[begin Entries supplied]

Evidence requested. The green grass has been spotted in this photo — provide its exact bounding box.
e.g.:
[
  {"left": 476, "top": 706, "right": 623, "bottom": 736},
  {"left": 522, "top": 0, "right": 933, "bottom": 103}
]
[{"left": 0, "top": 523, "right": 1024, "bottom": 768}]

[end Entries supplied]

# Written exercise:
Lay out every line of the records above as a JSON list of strings, with one string per line and no blank lines.

# Completed task:
[
  "Evidence requested. The green grass has been spotted in this photo — provide its exact bounding box.",
  "e.g.:",
  "[",
  "  {\"left\": 476, \"top\": 706, \"right\": 623, \"bottom\": 736},",
  "  {\"left\": 522, \"top\": 0, \"right\": 933, \"bottom\": 103}",
  "]",
  "[{\"left\": 0, \"top\": 523, \"right\": 1024, \"bottom\": 768}]"
]